Render the entries below as a JSON list of strings, one string per line, leaving out blank lines. Include only the stretch from the line containing "Where can you spot the terrazzo" through the end of the entries, both ends included.
___ DATA PROVIDED
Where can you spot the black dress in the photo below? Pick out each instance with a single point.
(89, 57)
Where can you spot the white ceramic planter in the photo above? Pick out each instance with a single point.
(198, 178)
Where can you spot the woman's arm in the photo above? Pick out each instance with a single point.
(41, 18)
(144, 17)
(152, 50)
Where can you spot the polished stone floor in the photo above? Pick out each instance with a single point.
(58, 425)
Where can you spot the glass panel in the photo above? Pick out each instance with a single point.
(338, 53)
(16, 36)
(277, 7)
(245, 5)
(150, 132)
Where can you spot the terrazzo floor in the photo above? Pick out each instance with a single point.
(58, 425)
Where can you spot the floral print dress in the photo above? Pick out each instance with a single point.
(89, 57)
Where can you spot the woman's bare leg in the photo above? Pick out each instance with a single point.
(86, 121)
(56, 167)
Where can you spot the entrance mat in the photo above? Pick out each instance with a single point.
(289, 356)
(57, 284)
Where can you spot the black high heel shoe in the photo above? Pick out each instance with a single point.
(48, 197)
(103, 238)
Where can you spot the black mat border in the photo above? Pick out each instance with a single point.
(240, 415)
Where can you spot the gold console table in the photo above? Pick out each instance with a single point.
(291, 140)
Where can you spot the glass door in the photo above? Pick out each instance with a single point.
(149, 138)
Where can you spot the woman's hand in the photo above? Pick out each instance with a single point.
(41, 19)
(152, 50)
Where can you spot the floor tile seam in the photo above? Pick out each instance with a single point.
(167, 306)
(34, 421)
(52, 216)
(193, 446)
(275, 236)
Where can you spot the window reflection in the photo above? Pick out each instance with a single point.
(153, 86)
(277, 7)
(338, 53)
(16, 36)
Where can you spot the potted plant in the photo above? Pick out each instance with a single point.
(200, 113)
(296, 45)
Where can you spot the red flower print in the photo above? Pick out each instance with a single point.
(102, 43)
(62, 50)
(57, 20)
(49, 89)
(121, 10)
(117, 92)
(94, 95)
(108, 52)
______
EXERCISE ANSWER:
[
  "Where can you spot the terrazzo floor in the photo above? Pick out each instance with a single point.",
  "(58, 425)",
  "Where can you spot the floral print dress in the photo above? Pick out each instance with a single point.",
  "(89, 57)",
  "Where can you spot the woman's bare leg in the photo above? Pick out each instance with a single point.",
  "(86, 121)",
  "(56, 167)",
  "Where can you spot the entrance mat in the photo above? Pick out each instance with a single point.",
  "(289, 356)",
  "(57, 284)",
  "Where can you spot the black high heel shoe in the photo above? Pick out each instance with a single point.",
  "(48, 197)",
  "(103, 238)",
  "Where can you spot the black mat border in the photo above? Pick out each instance with a single point.",
  "(240, 415)",
  "Where can you spot the gold console table in the photo above? Pick out each instance with a single point.",
  "(291, 140)",
  "Where can you spot the glass door in the photo above? Pick out each instance with a single point.",
  "(149, 138)",
  "Where can you spot the woman's hand in the photo above? Pick out each instance with a single point.",
  "(41, 19)",
  "(152, 50)",
  "Where can you spot the floor tile seam in the photo above? Pick out each instance with a single point.",
  "(167, 306)",
  "(34, 421)",
  "(52, 216)",
  "(193, 446)",
  "(275, 236)",
  "Where can you spot the window reflection in the photo above? Pick out each instance with a single point.",
  "(153, 86)",
  "(277, 7)",
  "(338, 53)",
  "(16, 36)",
  "Where can you spot the potted plant in the photo above? Pick out each instance with a single point.",
  "(200, 113)",
  "(296, 45)",
  "Where can you spot the red flower print in the photo above? Pick out each instance with a single point.",
  "(102, 43)",
  "(62, 50)",
  "(57, 20)",
  "(49, 89)",
  "(121, 10)",
  "(117, 92)",
  "(94, 95)",
  "(108, 52)"
]